GOAL OF THE EXERCISE. Nothing left out, nothing added: return the full set of records.

DATASET EXCERPTS below:

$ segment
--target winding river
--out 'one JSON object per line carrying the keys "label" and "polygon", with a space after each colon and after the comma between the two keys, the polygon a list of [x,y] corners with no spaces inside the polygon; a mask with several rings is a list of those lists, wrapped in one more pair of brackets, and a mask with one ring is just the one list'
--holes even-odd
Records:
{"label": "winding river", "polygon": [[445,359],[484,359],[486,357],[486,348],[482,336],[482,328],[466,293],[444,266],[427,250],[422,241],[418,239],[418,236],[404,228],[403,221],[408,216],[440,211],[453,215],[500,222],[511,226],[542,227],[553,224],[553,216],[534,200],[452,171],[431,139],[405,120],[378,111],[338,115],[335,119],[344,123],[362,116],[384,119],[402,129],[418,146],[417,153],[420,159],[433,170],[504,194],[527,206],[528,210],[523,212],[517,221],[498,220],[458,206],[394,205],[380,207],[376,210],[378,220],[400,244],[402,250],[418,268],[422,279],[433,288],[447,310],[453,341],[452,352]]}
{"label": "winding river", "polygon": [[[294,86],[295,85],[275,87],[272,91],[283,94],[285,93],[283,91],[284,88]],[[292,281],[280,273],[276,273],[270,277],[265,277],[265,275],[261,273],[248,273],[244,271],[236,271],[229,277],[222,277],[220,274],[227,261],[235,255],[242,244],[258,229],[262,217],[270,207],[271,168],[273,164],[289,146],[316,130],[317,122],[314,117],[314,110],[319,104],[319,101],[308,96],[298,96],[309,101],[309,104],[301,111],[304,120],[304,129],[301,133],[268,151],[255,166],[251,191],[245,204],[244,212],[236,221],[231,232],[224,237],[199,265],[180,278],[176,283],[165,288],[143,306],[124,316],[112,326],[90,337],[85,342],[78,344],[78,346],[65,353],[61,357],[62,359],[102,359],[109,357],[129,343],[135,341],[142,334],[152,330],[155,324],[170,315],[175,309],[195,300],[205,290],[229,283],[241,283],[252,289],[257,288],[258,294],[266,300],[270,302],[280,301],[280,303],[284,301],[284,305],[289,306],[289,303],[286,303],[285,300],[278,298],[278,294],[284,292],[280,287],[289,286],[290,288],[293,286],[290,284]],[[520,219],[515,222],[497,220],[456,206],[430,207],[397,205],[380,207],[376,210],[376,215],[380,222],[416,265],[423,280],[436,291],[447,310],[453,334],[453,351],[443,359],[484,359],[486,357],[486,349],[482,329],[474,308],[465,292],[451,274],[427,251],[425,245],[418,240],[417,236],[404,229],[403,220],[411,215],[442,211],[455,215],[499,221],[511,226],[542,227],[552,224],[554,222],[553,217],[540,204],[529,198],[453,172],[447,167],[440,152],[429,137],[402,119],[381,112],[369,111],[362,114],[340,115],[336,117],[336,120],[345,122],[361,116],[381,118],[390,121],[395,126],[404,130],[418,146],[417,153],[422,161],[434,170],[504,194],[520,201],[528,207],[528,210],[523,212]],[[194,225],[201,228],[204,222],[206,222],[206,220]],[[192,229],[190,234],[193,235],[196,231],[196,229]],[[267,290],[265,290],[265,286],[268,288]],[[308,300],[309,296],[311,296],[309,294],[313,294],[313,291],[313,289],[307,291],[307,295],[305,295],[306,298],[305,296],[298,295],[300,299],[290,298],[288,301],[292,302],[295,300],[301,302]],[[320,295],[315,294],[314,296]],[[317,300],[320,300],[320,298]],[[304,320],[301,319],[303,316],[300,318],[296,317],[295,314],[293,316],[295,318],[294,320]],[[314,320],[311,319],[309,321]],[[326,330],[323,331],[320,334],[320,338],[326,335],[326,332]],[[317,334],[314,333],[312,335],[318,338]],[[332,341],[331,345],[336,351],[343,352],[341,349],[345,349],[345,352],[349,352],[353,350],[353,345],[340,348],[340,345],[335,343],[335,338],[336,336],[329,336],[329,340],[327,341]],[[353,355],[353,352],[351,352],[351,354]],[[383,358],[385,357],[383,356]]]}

End of DATASET EXCERPTS.

TASK OUTPUT.
$ segment
--target winding river
--out 'one JSON object per line carrying the keys "label" and "polygon", with a space after each colon and after the comma between the two keys, the polygon a list of [x,y] corners with no spaces inside the polygon; a mask with several rings is a list of those lists, wrapped in one more pair of brackets, and a mask with one ring is just the one list'
--holes even-odd
Records:
{"label": "winding river", "polygon": [[445,359],[484,359],[486,357],[486,348],[482,336],[482,328],[466,293],[444,266],[427,250],[422,241],[418,239],[418,236],[404,228],[403,221],[408,216],[440,211],[453,215],[500,222],[511,226],[542,227],[553,224],[553,216],[534,200],[452,171],[431,139],[405,120],[378,111],[338,115],[335,119],[344,123],[362,116],[384,119],[402,129],[418,146],[417,153],[420,159],[433,170],[504,194],[527,206],[528,210],[523,212],[517,221],[498,220],[458,206],[394,205],[380,207],[376,210],[378,220],[400,244],[402,250],[418,268],[422,279],[433,288],[447,310],[453,341],[452,352]]}
{"label": "winding river", "polygon": [[[294,86],[295,85],[275,87],[272,91],[283,94],[285,93],[283,91],[284,88]],[[292,281],[280,273],[276,273],[270,277],[265,277],[265,275],[261,273],[248,273],[244,271],[236,271],[229,277],[222,277],[220,274],[227,261],[235,255],[242,244],[258,229],[262,217],[270,207],[271,168],[273,164],[289,146],[316,130],[317,122],[314,117],[314,110],[319,104],[319,101],[308,96],[298,96],[309,101],[309,104],[301,111],[304,120],[304,129],[301,133],[268,151],[255,166],[251,191],[245,204],[244,212],[236,221],[231,232],[224,237],[199,265],[180,278],[176,283],[165,288],[143,306],[124,316],[112,326],[90,337],[85,342],[78,344],[78,346],[65,353],[61,357],[62,359],[102,359],[109,357],[129,343],[135,341],[142,334],[152,330],[155,324],[170,315],[175,309],[195,300],[205,290],[229,283],[241,283],[252,289],[257,288],[258,294],[266,300],[270,302],[280,301],[280,303],[284,301],[284,305],[289,306],[289,303],[286,303],[285,300],[278,298],[278,294],[284,292],[280,287],[289,286],[290,288],[293,286],[290,284]],[[520,219],[515,222],[497,220],[456,206],[430,207],[397,205],[380,207],[376,210],[376,215],[380,222],[416,265],[423,280],[436,291],[447,310],[453,334],[453,351],[443,359],[484,359],[486,357],[486,349],[482,329],[474,308],[465,292],[451,274],[427,251],[425,245],[418,240],[417,236],[404,229],[403,220],[411,215],[442,211],[455,215],[499,221],[511,226],[542,227],[552,224],[554,222],[553,217],[540,204],[529,198],[453,172],[447,167],[440,152],[429,137],[402,119],[381,112],[369,111],[362,114],[340,115],[336,117],[336,120],[345,122],[361,116],[381,118],[390,121],[395,126],[404,130],[418,146],[417,153],[422,161],[434,170],[504,194],[520,201],[528,207],[528,210],[523,212]],[[194,225],[201,228],[204,222],[206,222],[206,220]],[[192,229],[190,234],[193,235],[196,231],[196,229]],[[267,290],[265,290],[265,286],[268,288]],[[308,300],[309,296],[311,296],[309,294],[313,294],[313,291],[313,289],[307,291],[307,295],[305,295],[306,298],[305,296],[298,295],[300,299],[290,298],[288,301],[292,302],[295,300],[301,302]],[[320,295],[315,294],[314,296]],[[317,300],[320,300],[320,298]],[[304,320],[301,319],[303,316],[300,318],[296,317],[295,314],[293,316],[295,318],[294,320]],[[314,320],[311,319],[309,321]],[[326,330],[323,331],[320,334],[320,338],[326,335],[326,332]],[[317,334],[314,333],[312,335],[318,338]],[[332,341],[331,345],[336,351],[343,352],[341,349],[345,349],[345,352],[349,352],[353,350],[353,345],[340,348],[340,345],[335,343],[335,338],[336,336],[329,336],[329,340],[327,341]],[[353,355],[353,352],[351,352],[351,354]],[[383,358],[385,357],[383,356]]]}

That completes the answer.